= Reading text =
====================

Teodelinda Terán Hicks (March 1, 1889 – June 11, 1959) was an Ecuadorian cellist.

== Early life ==
Teodelinda Terán was born in Quito, Ecuador, the daughter of General Emilio María Terán and Hortensia Vaca. She attended the National Conservatory of Music in Quito, as did two of her brothers Augusto, a flutist, and Enrique, a violinist and later a novelist. When her father became Minister Plenipotentiary of Ecuador in Great Britain, she and her brothers continued their musical studies in London. She also played and taught piano. Her father was assassinated in 1911.

== Career ==
Terán, her brothers, a Spanish violinist and two English musicians began performing as the London Sextett in Quito in 1909. In 1919 she moved to San Francisco, California, where she played cello for artists and diplomats at the Presidio. She was a member of the San Francisco Musical Club, and taught cello and piano in the 1920s. After she married, she was founder and hostess of "El Club de los Bandoleros", a Spanish language society in San Francisco. She was also a member of the Belmont Women's Club and the Pan-American League.

== Personal life ==
Teodelinda Terán married composer and businessman Hobert Hicks. She lived in the San Francisco Bay area into the 1950s. She died in 1959, aged 70 years, in San Mateo, California. Her gravesite is in the Golden Gate National Cemetery.

====================

(Stored data entries)
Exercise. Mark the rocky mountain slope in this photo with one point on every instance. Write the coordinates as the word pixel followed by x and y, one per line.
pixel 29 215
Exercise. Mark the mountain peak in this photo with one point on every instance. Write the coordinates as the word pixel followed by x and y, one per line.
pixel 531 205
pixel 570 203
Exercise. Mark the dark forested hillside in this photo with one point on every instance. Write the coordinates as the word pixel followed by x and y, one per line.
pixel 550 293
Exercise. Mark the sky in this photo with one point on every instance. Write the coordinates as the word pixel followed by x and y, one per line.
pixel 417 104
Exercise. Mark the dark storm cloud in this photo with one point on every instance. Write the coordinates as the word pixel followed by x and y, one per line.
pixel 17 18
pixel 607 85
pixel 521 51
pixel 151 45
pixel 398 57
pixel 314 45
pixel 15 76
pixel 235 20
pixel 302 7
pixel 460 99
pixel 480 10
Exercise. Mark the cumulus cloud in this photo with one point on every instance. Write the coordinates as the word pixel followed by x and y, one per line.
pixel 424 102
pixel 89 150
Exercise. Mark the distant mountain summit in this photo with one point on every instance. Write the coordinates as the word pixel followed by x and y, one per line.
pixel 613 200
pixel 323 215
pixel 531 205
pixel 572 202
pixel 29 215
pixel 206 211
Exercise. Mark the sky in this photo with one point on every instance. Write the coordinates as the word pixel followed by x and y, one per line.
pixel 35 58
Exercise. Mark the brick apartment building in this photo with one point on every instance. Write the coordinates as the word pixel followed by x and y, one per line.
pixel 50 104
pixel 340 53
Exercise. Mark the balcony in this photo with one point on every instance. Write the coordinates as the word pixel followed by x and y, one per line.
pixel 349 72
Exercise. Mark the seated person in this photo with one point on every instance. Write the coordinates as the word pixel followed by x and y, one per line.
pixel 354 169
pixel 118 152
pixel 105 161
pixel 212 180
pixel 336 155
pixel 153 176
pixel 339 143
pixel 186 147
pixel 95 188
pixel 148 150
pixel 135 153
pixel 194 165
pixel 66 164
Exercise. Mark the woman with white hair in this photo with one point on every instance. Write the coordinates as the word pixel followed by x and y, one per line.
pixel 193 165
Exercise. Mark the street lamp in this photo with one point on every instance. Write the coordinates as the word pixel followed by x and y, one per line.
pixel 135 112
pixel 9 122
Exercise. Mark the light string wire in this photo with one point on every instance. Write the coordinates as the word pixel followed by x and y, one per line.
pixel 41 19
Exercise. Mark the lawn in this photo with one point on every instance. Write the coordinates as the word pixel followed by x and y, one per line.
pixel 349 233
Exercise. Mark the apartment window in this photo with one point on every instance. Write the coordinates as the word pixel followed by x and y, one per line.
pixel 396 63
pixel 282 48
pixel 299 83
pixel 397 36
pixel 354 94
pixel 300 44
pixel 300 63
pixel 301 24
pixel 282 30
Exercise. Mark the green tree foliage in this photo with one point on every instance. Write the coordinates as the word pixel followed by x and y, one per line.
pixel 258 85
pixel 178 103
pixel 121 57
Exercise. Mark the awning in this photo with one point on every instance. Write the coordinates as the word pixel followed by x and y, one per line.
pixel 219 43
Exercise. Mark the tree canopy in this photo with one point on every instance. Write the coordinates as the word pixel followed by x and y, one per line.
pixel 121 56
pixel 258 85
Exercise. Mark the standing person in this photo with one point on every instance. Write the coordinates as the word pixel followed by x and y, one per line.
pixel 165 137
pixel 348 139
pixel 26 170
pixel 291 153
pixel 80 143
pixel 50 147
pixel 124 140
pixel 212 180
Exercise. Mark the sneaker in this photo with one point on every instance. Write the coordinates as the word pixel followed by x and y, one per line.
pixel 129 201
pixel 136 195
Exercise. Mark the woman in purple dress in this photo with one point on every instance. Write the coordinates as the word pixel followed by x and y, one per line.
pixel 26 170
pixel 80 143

====================

= Requirement A =
List every relative of Teodelinda Terán named in the cellist biography, and give each one's relation to her.
= Requirement B =
Update the cellist biography by writing out its text again, starting with "Teodelinda Terán Hicks" and going on through "assassinated in 1911.", with "Great Britain" changed to "the United Kingdom".

= Answer box A =
General Emilio María Terán (father), Hortensia Vaca (mother), Augusto (brother), Enrique (brother), Hobert Hicks (husband)

= Answer box B =
Teodelinda Terán Hicks (March 1, 1889 – June 11, 1959) was an Ecuadorian cellist.

== Early life ==
Teodelinda Terán was born in Quito, Ecuador, the daughter of General Emilio María Terán and Hortensia Vaca. She attended the National Conservatory of Music in Quito, as did two of her brothers Augusto, a flutist, and Enrique, a violinist and later a novelist. When her father became Minister Plenipotentiary of Ecuador in the United Kingdom, she and her brothers continued their musical studies in London. She also played and taught piano. Her father was assassinated in 1911.